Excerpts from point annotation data
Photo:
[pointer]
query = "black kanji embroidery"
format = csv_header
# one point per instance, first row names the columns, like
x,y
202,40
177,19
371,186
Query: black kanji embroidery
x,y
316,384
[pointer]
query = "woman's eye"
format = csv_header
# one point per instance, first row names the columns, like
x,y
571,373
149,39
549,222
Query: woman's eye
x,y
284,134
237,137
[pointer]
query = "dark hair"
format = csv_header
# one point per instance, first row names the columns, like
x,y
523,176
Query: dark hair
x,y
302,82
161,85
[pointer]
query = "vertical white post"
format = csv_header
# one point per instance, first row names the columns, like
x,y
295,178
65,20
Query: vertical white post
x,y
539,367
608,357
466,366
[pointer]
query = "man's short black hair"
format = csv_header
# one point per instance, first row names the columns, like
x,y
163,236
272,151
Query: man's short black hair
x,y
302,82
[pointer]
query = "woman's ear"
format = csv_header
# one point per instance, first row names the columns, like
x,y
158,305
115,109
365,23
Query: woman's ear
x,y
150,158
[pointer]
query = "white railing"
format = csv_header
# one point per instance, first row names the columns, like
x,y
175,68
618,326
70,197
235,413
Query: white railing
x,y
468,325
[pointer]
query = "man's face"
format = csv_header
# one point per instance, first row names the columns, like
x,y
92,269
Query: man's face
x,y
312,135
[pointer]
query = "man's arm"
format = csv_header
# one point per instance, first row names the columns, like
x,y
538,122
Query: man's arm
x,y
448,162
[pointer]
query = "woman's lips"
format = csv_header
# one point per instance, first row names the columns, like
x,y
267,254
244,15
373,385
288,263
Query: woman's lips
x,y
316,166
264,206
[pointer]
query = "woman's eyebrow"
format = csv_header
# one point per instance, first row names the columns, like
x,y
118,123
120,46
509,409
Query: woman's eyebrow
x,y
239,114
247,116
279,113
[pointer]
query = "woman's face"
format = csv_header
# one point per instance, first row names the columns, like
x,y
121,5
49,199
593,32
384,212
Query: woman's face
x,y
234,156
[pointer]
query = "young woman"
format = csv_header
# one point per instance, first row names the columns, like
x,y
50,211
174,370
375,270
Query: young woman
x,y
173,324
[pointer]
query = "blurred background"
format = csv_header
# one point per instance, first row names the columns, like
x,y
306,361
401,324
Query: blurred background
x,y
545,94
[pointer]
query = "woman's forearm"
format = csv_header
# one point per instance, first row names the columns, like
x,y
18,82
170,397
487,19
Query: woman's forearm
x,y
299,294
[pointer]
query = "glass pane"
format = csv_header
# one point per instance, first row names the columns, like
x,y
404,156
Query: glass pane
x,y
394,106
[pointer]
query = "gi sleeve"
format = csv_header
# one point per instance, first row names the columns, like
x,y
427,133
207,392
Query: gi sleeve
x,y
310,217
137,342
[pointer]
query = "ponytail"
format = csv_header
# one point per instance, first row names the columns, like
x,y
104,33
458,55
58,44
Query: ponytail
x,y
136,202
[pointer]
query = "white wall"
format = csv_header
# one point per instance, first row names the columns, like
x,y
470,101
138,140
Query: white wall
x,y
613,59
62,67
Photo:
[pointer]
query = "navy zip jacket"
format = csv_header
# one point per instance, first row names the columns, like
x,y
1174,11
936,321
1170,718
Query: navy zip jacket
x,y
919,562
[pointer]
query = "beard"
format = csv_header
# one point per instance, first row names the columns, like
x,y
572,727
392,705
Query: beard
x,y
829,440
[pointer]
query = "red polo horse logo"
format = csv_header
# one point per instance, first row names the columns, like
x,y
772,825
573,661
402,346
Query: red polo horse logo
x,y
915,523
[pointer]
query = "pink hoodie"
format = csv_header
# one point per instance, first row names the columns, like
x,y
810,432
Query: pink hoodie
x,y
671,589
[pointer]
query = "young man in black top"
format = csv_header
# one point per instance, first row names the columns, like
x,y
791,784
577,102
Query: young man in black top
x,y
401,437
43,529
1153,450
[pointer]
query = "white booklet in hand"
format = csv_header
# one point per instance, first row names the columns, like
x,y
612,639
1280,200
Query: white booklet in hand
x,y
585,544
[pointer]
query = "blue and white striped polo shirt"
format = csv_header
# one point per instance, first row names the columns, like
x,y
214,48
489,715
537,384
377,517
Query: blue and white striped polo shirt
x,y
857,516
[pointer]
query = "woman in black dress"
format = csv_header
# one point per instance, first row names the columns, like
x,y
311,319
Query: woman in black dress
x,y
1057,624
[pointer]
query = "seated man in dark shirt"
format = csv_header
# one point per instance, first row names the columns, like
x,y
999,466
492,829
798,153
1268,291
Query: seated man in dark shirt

Task directions → Copy each record from above without leaving any out.

Complete answer →
Photo:
[pointer]
query = "black kanji embroidery"
format = csv_header
# one point per instance, first row names the columns, like
x,y
202,40
177,19
371,186
Query: black kanji embroidery
x,y
316,384
[pointer]
query = "woman's eye"
format = csv_header
# one point per instance, first row names the columns, like
x,y
571,373
149,39
549,222
Query: woman's eye
x,y
284,134
237,137
[pointer]
query = "dark hair"
format = csv_header
# one point per instance, first row names the columns, like
x,y
523,176
Query: dark hair
x,y
302,82
161,85
[pointer]
query = "vertical white post"
format = csv_header
# one point per instance, first row names the columns, like
x,y
295,178
65,20
Query: vertical white post
x,y
539,367
608,357
466,366
[pointer]
query = "man's short black hair"
format = csv_header
# one point per instance, first row names the columns, like
x,y
163,236
272,151
Query: man's short black hair
x,y
302,82
[pointer]
query = "woman's ear"
format = csv_header
# one point per instance, first row names the columns, like
x,y
158,305
115,109
365,23
Query: woman's ear
x,y
150,158
[pointer]
query = "white railing"
format = csv_header
# one point per instance, first row names the columns, like
x,y
175,68
618,326
70,197
235,413
Query: white railing
x,y
468,325
[pointer]
query = "man's face"
format = csv_header
# one point per instance, first row names the columns, like
x,y
92,269
Query: man's face
x,y
312,135
[pointer]
query = "man's arm"
format = csv_header
# one point per instance, first row names the columns, like
x,y
538,122
Query: man's arm
x,y
448,162
[pointer]
query = "woman's lips"
format = csv_header
# one point per instance, first row names the columns, like
x,y
267,254
244,15
373,385
288,263
Query: woman's lips
x,y
316,166
264,206
[pointer]
query = "woman's eyebrow"
format = csv_header
# one point per instance, first row names the columns, like
x,y
118,123
120,46
509,409
Query: woman's eyebrow
x,y
239,114
247,116
279,113
[pointer]
query = "woman's face"
format = csv_header
# one point per instance, first row names the columns, like
x,y
121,5
49,199
593,32
384,212
Query: woman's face
x,y
234,156
[pointer]
query = "young woman"
format = csv_header
# one point per instance, first row names the columns, like
x,y
50,211
174,370
375,270
Query: young woman
x,y
173,324
[pointer]
query = "blurred background"
format = csv_header
# one point per instance, first row names the columns, like
x,y
306,361
401,324
Query: blurred background
x,y
545,94
[pointer]
query = "woman's forearm"
format = csv_header
# one point per instance, first row names the columns, like
x,y
18,82
170,397
487,19
Query: woman's forearm
x,y
299,294
[pointer]
query = "glass pane"
format = csv_header
# one point per instance, first row names the columns, like
x,y
404,156
Query: glass pane
x,y
394,106
[pointer]
query = "gi sleeve"
format = csv_header
# one point per instance, first row names the columns, like
x,y
427,133
207,392
Query: gi sleeve
x,y
310,217
137,342
[pointer]
query = "ponytail"
format = csv_header
# one point per instance, first row names the columns, like
x,y
104,33
458,55
58,44
Query: ponytail
x,y
136,202
[pointer]
query = "white wall"
format = csv_header
# one point per instance, first row names the columns, like
x,y
470,101
138,140
Query: white wall
x,y
613,59
62,67
Photo:
[pointer]
query = "navy zip jacket"
format = csv_header
# one point per instance, first row names the columns, like
x,y
1174,11
936,321
1170,718
Query: navy zip jacket
x,y
919,562
[pointer]
query = "beard"
format = csv_header
# one point per instance, first row names the columns, like
x,y
572,727
392,705
Query: beard
x,y
829,440
[pointer]
query = "red polo horse logo"
format = csv_header
# one point per instance, first row names the columns, like
x,y
772,825
573,661
402,346
Query: red polo horse logo
x,y
915,523
[pointer]
query = "pink hoodie"
format = csv_header
# one point per instance, first row names the columns, like
x,y
810,432
Query: pink hoodie
x,y
671,589
[pointer]
query = "young man in black top"
format = csv_header
# one point per instance, first row names the columns, like
x,y
791,784
577,102
Query: young man in black top
x,y
401,437
43,529
1153,450
[pointer]
query = "white booklet in hand"
format = csv_header
# one point per instance, first row names the columns, like
x,y
612,639
1280,200
Query: white booklet in hand
x,y
585,544
[pointer]
query = "blue and white striped polo shirt"
format = csv_header
# one point per instance, first row names the columns, like
x,y
214,48
489,715
537,384
377,517
Query: blue and white striped polo shirt
x,y
857,516
[pointer]
query = "woman in black dress"
format = csv_header
# one point per instance, first row names the columns, like
x,y
311,319
Query: woman in black dress
x,y
1057,624
[pointer]
query = "seated man in dark shirt"
format = csv_header
# one point per instance, first row names the columns, like
x,y
999,466
492,829
798,153
1268,291
Query: seated man in dark shirt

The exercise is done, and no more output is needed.